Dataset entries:
'''
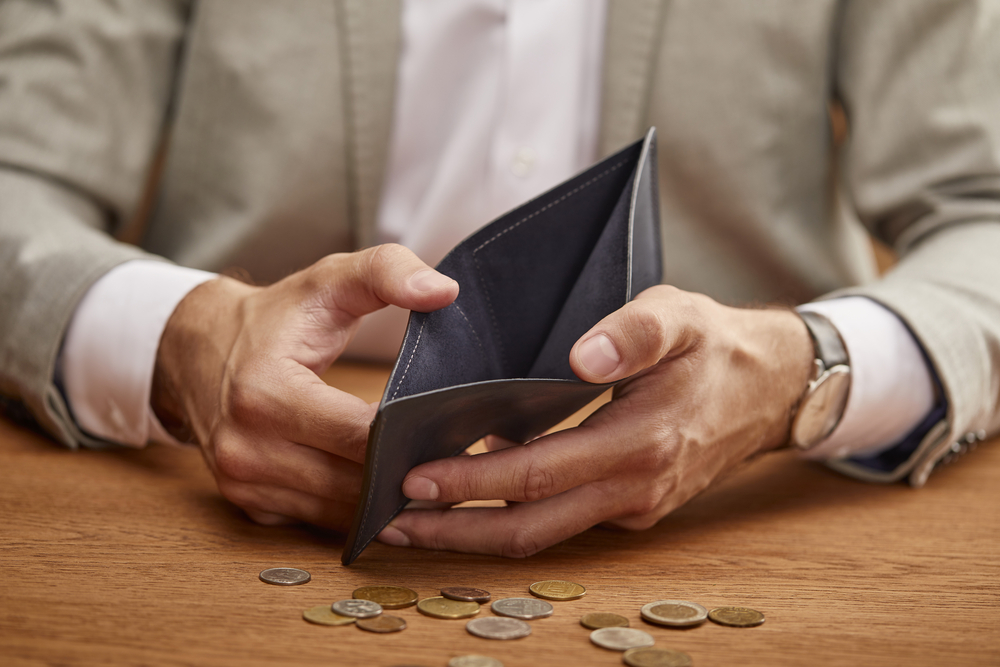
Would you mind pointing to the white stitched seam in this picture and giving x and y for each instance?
(471, 328)
(576, 190)
(409, 361)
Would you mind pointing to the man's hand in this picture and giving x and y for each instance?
(237, 370)
(711, 386)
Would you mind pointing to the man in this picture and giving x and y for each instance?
(289, 134)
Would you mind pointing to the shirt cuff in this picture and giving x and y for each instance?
(109, 352)
(892, 390)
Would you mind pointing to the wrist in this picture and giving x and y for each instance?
(192, 355)
(774, 346)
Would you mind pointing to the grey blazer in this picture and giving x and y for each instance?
(253, 134)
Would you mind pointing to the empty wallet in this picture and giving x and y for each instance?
(496, 361)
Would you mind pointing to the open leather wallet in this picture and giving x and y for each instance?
(496, 361)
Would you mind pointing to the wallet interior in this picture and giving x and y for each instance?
(496, 361)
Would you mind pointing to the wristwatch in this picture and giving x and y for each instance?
(822, 404)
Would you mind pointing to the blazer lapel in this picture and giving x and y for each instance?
(630, 46)
(371, 37)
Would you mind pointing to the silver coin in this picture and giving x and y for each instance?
(493, 627)
(474, 661)
(284, 576)
(357, 608)
(674, 613)
(621, 639)
(527, 609)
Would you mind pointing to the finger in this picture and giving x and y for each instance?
(661, 322)
(546, 467)
(301, 408)
(267, 502)
(515, 532)
(494, 443)
(268, 519)
(365, 281)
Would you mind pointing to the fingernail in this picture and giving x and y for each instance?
(599, 356)
(393, 536)
(429, 280)
(420, 488)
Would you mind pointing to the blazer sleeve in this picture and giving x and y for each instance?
(85, 87)
(920, 85)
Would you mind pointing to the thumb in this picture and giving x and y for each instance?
(659, 323)
(365, 281)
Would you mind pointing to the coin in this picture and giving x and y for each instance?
(621, 639)
(285, 576)
(466, 593)
(440, 607)
(556, 589)
(599, 619)
(323, 615)
(383, 624)
(474, 661)
(389, 597)
(675, 613)
(656, 657)
(357, 608)
(736, 617)
(527, 609)
(493, 627)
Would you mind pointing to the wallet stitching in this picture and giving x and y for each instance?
(574, 191)
(482, 280)
(385, 523)
(409, 361)
(471, 328)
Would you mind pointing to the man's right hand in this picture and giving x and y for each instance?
(237, 371)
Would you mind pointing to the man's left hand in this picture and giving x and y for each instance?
(708, 387)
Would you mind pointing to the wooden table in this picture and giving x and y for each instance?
(132, 557)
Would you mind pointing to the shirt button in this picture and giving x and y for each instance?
(524, 162)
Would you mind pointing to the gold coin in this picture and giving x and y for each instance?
(675, 613)
(323, 615)
(441, 607)
(383, 624)
(736, 617)
(656, 657)
(599, 619)
(556, 589)
(390, 597)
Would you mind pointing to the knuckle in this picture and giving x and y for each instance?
(234, 460)
(520, 544)
(645, 329)
(538, 483)
(247, 402)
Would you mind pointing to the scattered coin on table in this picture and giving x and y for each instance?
(383, 623)
(621, 639)
(389, 597)
(357, 608)
(736, 617)
(474, 661)
(526, 609)
(600, 619)
(656, 657)
(285, 576)
(466, 594)
(493, 627)
(674, 613)
(556, 589)
(323, 615)
(442, 607)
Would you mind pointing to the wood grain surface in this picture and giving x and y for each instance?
(131, 557)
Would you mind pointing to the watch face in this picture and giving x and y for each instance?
(822, 407)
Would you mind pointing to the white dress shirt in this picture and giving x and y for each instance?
(497, 101)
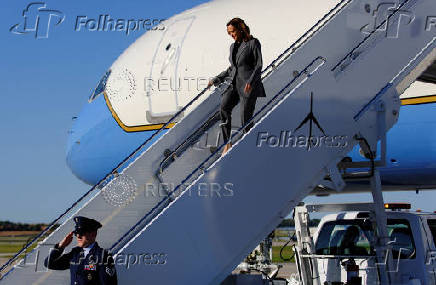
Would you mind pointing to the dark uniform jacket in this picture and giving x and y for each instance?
(97, 268)
(248, 69)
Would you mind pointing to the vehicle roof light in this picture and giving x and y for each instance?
(397, 206)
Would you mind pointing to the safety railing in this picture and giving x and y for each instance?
(265, 73)
(354, 53)
(202, 167)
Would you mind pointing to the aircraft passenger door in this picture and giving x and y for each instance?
(164, 81)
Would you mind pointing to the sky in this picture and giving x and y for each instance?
(44, 82)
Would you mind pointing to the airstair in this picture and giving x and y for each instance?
(178, 212)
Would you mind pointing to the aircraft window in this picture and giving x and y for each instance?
(401, 239)
(432, 226)
(345, 237)
(100, 87)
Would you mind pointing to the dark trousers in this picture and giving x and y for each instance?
(229, 100)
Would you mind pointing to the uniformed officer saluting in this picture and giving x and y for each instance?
(88, 263)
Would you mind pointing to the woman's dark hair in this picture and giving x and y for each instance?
(240, 26)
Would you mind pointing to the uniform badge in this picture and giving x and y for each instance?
(91, 267)
(110, 271)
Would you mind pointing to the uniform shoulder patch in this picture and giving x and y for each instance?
(110, 271)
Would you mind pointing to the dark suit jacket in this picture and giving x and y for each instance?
(97, 268)
(248, 69)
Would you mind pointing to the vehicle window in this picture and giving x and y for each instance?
(345, 237)
(432, 226)
(401, 238)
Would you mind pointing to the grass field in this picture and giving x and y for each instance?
(12, 242)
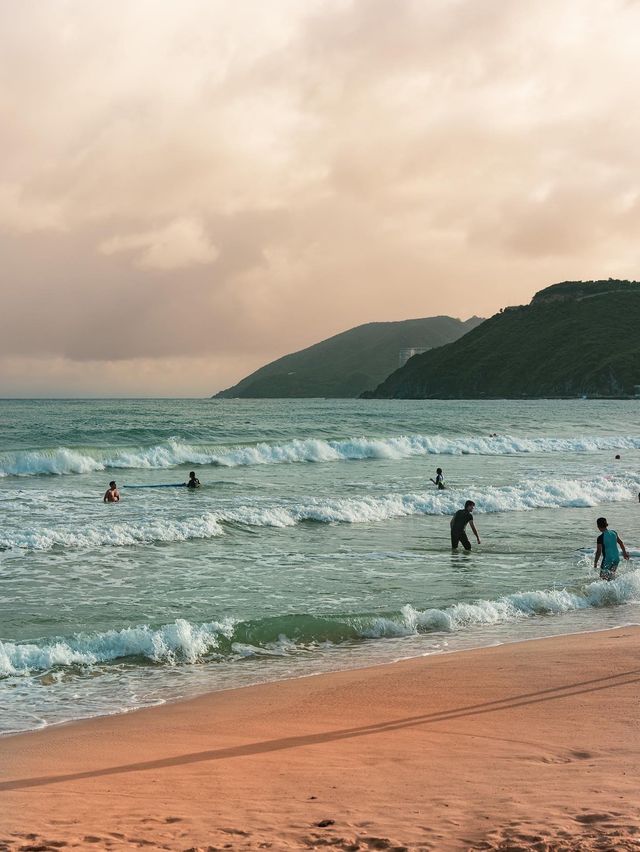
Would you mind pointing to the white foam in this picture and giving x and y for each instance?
(119, 534)
(174, 451)
(172, 643)
(527, 496)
'''
» **BRIEF**: Omit every image. Quote each record exactly.

» **ANSWER FOR THE TASK**:
Would you mind pointing to the white stitched seam in this picture and giving x and y for each instance?
(471, 328)
(576, 190)
(409, 361)
Would you mind pointing to the man's hand in this picture and giving x and y for each instance?
(237, 370)
(711, 386)
Would you mind pointing to the man in this picture and giving x and y for each instance?
(289, 134)
Would you mind pointing to the shirt cuff in this picture and giving x and y for each instance?
(109, 352)
(892, 390)
Would you mind pointing to the wrist in this picture and giving x and y for each instance?
(192, 355)
(774, 346)
Would you mind pointing to the grey blazer in this picture and giving x and y for each instance?
(253, 134)
Would you mind pointing to the empty wallet in this picture and giving x and y for each instance?
(496, 361)
Would you mind pointing to the open leather wallet in this picture and giving x and y for each instance?
(496, 361)
Would you mind pointing to the wallet interior in this picture and giving x and y for each instance?
(496, 361)
Would you mind pointing to the wristwatch in this picture and giving x and y for each instance?
(822, 404)
Would you mind pointing to the blazer lapel in this picture and giving x and y for each instance?
(630, 46)
(371, 37)
Would you mind pointing to the silver coin in this picture and giving x and y for each instance?
(493, 627)
(474, 661)
(284, 576)
(357, 608)
(674, 613)
(621, 639)
(527, 609)
Would you mind pointing to the finger in this picture and giving x and y for each instance?
(661, 322)
(546, 467)
(301, 408)
(267, 502)
(515, 532)
(494, 443)
(268, 519)
(365, 281)
Would you mind pointing to the fingernail in this picture and giving x and y for each instance?
(599, 356)
(393, 536)
(429, 280)
(420, 488)
Would you mind pointing to the blazer sleeve in this picture and giving x and y for each instance?
(85, 87)
(920, 85)
Would you mind pointing to the thumb in this picture and giving x and y for each instance?
(659, 323)
(365, 281)
Would you mind pointing to the coin in this picture and giving x and y for each instance?
(621, 639)
(285, 576)
(466, 593)
(440, 607)
(556, 589)
(599, 619)
(323, 615)
(383, 624)
(474, 661)
(389, 597)
(675, 613)
(656, 657)
(357, 608)
(736, 617)
(527, 609)
(493, 627)
Would you mind pointing to the wallet stitching in this picture and giving x and y for each instance?
(574, 191)
(482, 280)
(385, 523)
(409, 361)
(471, 328)
Would you mind pointing to the man's right hand in this picture and giving x and y for each instance?
(237, 371)
Would you mind pointing to the man's left hand in this picture and giving x and y for each instance?
(708, 387)
Would you mind pointing to the wooden table in this picture and giving x and y for each instance?
(132, 557)
Would you mind pointing to the shirt button in this picture and giving x and y for each instance?
(524, 162)
Would you mind pointing to the gold coin in this picture and giving x and y for each instance?
(675, 613)
(323, 615)
(441, 607)
(383, 624)
(736, 617)
(656, 657)
(599, 619)
(556, 589)
(390, 597)
Would you mind pointing to the knuckle in this picture and giving x and y for each instance?
(234, 460)
(520, 544)
(645, 329)
(538, 483)
(247, 402)
Would you mind pointing to the scattered coin on table in this picture and giving x and y for each instance?
(383, 623)
(621, 639)
(389, 597)
(357, 608)
(736, 617)
(474, 661)
(526, 609)
(600, 619)
(656, 657)
(285, 576)
(466, 594)
(493, 627)
(674, 613)
(556, 589)
(323, 615)
(442, 607)
Would you mind pointing to the wood grain surface in this picture and giving x and y for each instance?
(131, 557)
Would you mind pointing to the watch face in this picture and giving x and y for each instance?
(822, 407)
Would you mind pointing to the white dress shirt in this picture and giving x and y for each instance?
(497, 101)
Would you mind pointing to the dark uniform jacket in this picture and giving x and y for each instance?
(97, 268)
(248, 69)
Would you mind pointing to the vehicle roof light in this picture and giving x and y for each instance?
(397, 206)
Would you mind pointing to the safety railing in this picture and giving x and y for each instance?
(265, 73)
(354, 53)
(202, 167)
Would you mind pointing to the aircraft passenger door in this picture and giving x and y for each instance?
(164, 81)
Would you mind pointing to the sky in this picture and giving x and y for each instance?
(44, 82)
Would you mind pointing to the airstair in this picture and giving x and y for each instance?
(178, 212)
Would you mind pointing to the aircraft window in this picture and giving x and y for each instance?
(401, 239)
(432, 226)
(345, 237)
(100, 87)
Would you mind pointing to the dark trousers in this picture and giving x and y for each instance?
(229, 100)
Would you mind pointing to the uniformed officer saluting in this picture and giving x and y for each instance?
(88, 263)
Would you mind pointing to the woman's dark hair in this picture and giving x and y for each instance?
(240, 26)
Would you mind pointing to the uniform badge in this picture and giving x and y for each instance?
(91, 267)
(110, 271)
Would you mind pointing to the uniform shoulder patch in this picture and giving x and y for each instance?
(110, 271)
Would you mind pointing to the dark suit jacket in this picture and giving x and y for each instance?
(97, 268)
(248, 69)
Would you mind pointing to the vehicle window in this picture and giving x and y for each instance?
(345, 237)
(432, 226)
(401, 238)
Would you mind pointing to the grass field in this picture and giving x and y for each instance?
(12, 242)
Would you mind pointing to the white foam in this picture and giving x and y for each instance?
(119, 534)
(174, 451)
(172, 643)
(527, 496)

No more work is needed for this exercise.